Anne Green is a junior majoring in environmental design, policy and planning, with a minor in globalization studies and international relations with a concentration in law. She is an undergraduate coordinator with Stony Brook’s Center for Civic Justice and served as a Summer 2020 Up to Us Civic Engagement Fellow.
The state of our nation depends upon the checks and balances that we hold our representatives to through democratic elections. We can decide to maintain the status quo or invite the next generation of leadership. Since 2018, I have actively supported voter registration for over 7,000 students at Stony Brook University as an undergraduate student coordinator with the Center for Civic Justice.
As a civic engagement fellow with Up to Us and the leader of Stony Brook’s team in the Up to Us Campus Competition, I am a part of a national cohort of young leaders working to elevate our generation’s collective voice to spark nonpartisan conversations about the importance of fiscal responsibility and economic opportunity, with a focus on finding nonpartisan solutions. I connected students to their local elected officials through the Up to Us Pledge. By signing, students were accomplishing a civic duty by letting their representatives know they care about fiscal responsibility.

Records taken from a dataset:
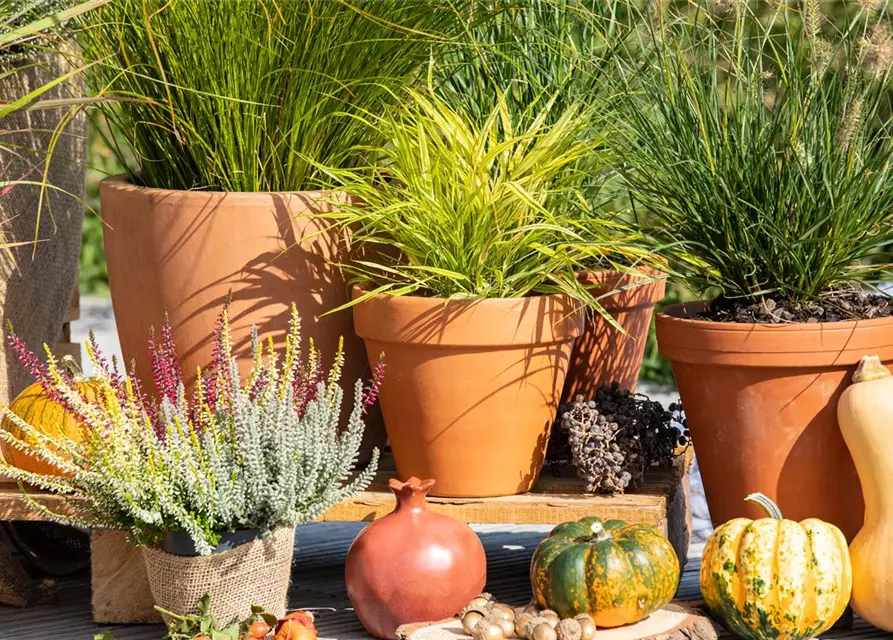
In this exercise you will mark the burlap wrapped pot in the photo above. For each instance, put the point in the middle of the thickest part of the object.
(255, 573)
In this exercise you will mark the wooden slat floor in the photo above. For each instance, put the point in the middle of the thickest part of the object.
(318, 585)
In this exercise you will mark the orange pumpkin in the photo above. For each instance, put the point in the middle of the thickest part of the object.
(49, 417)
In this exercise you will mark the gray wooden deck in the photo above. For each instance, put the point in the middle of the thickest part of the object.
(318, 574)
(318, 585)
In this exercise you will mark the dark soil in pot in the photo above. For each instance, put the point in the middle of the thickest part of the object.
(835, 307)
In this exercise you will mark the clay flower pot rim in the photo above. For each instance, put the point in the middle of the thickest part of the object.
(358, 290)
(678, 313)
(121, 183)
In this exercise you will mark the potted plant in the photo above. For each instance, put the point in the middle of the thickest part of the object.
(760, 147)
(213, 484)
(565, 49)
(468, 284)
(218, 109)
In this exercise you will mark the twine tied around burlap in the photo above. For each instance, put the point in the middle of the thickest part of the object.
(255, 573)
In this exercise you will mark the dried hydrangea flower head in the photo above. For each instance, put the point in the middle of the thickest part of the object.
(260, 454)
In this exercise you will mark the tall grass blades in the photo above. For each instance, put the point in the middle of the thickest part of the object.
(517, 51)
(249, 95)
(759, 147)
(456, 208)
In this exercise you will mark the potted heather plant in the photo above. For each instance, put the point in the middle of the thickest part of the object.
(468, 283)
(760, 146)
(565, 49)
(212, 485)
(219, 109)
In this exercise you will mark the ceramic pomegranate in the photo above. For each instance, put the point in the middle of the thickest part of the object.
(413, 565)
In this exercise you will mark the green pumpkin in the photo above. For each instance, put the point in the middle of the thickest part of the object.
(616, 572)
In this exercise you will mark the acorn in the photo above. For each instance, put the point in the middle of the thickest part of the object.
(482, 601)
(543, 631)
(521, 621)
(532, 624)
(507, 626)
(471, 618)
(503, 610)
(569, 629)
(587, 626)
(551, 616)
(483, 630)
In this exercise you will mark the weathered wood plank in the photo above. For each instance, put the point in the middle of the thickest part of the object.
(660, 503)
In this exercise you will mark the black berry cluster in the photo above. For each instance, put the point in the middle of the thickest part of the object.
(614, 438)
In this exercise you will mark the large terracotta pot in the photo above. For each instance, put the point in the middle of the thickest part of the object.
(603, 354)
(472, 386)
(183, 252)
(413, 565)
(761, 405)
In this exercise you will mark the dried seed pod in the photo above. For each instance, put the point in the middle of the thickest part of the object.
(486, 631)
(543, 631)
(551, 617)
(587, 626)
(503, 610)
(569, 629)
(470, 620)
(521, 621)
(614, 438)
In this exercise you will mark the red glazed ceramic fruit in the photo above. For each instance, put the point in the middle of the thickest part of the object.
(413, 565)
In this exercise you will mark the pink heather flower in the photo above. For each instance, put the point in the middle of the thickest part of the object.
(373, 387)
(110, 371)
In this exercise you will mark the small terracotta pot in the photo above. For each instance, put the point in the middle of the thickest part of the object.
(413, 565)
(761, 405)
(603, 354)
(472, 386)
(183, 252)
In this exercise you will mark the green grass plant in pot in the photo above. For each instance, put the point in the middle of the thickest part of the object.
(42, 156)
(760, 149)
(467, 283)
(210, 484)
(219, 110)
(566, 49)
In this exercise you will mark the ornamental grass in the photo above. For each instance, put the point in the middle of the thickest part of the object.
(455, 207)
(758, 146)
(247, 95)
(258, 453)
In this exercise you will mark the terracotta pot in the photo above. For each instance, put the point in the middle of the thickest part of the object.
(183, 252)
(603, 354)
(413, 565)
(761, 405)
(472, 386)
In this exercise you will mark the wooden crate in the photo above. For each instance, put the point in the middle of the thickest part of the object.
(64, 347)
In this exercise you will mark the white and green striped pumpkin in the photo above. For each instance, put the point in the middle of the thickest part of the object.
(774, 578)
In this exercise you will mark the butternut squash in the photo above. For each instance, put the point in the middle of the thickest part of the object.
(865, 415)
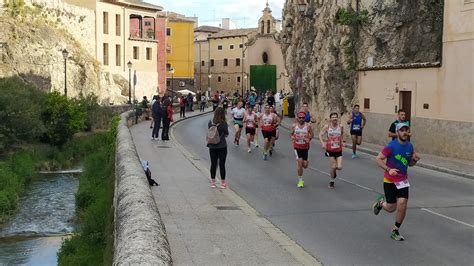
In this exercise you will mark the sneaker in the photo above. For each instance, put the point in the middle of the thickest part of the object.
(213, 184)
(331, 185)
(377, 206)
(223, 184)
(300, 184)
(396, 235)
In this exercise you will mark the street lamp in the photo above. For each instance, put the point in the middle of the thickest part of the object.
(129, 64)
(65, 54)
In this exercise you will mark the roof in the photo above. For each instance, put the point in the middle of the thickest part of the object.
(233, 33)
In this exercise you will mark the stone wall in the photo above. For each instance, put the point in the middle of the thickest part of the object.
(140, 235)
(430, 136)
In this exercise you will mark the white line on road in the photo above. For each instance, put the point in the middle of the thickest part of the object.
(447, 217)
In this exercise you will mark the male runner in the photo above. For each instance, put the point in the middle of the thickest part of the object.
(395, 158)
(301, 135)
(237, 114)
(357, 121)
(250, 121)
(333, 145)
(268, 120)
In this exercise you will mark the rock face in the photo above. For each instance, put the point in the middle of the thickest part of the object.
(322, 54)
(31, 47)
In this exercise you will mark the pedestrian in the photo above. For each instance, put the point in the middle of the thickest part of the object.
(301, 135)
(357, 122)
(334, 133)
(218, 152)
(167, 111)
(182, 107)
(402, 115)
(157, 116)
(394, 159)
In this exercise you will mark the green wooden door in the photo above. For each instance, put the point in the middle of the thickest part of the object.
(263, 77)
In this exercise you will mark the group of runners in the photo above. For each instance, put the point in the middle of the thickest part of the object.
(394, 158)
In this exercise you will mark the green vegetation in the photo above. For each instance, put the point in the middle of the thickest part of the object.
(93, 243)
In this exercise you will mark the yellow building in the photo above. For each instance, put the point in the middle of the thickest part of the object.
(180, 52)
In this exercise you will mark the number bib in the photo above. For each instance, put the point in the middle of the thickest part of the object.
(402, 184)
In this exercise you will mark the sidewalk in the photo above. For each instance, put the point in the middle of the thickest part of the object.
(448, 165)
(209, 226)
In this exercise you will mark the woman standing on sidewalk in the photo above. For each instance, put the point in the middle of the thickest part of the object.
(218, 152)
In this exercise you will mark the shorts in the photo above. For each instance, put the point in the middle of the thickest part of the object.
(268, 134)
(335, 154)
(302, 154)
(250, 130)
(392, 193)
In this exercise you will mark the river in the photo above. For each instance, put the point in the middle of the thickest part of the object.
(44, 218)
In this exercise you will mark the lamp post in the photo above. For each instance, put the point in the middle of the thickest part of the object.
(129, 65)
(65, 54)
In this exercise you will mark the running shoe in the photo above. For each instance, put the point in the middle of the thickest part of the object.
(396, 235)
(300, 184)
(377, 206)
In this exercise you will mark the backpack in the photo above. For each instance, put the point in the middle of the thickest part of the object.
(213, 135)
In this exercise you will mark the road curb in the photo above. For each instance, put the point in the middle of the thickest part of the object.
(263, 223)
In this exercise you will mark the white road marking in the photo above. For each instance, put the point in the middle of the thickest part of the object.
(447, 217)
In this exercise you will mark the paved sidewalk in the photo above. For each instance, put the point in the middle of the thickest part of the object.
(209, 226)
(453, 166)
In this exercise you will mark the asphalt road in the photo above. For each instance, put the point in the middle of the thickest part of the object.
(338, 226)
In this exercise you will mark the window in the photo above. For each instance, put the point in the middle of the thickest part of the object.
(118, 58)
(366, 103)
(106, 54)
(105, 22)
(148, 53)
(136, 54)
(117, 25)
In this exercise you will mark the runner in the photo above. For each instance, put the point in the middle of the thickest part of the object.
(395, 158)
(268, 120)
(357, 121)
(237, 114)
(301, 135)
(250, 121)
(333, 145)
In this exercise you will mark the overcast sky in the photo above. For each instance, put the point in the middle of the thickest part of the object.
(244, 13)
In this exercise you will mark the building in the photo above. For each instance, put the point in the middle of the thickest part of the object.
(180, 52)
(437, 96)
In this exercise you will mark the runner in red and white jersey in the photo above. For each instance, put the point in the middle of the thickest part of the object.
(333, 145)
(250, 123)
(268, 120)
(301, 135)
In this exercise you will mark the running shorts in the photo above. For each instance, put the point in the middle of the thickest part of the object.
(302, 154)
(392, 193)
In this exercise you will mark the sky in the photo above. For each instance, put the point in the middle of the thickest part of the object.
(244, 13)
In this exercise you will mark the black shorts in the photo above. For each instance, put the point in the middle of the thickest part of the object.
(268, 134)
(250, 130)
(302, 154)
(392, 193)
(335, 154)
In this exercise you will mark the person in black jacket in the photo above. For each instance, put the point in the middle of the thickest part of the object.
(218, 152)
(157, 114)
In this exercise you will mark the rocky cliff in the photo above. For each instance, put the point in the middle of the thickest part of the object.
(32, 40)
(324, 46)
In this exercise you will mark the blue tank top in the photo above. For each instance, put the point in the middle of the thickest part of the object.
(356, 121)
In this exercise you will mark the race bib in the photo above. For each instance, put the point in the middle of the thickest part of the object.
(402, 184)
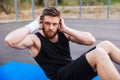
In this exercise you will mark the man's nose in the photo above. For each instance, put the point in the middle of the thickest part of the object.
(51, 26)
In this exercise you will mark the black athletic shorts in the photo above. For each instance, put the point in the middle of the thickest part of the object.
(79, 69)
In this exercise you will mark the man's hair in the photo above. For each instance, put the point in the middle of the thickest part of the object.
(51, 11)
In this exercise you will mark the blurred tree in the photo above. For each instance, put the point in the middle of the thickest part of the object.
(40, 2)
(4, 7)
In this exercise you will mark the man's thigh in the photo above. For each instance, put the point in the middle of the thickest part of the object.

◆ **TO DO**
Rewrite the paragraph of the reading text beginning "Anne Green is a junior" as a brief list that keeps its main facts.

◆ **OUTPUT FOR THIS EXERCISE**
- Anne Green is a junior.
- Major: environmental design, policy and planning
- Minor: globalization studies and international relations, with a concentration in law
- Undergraduate coordinator with Stony Brook's Center for Civic Justice
- Summer 2020 Up to Us Civic Engagement Fellow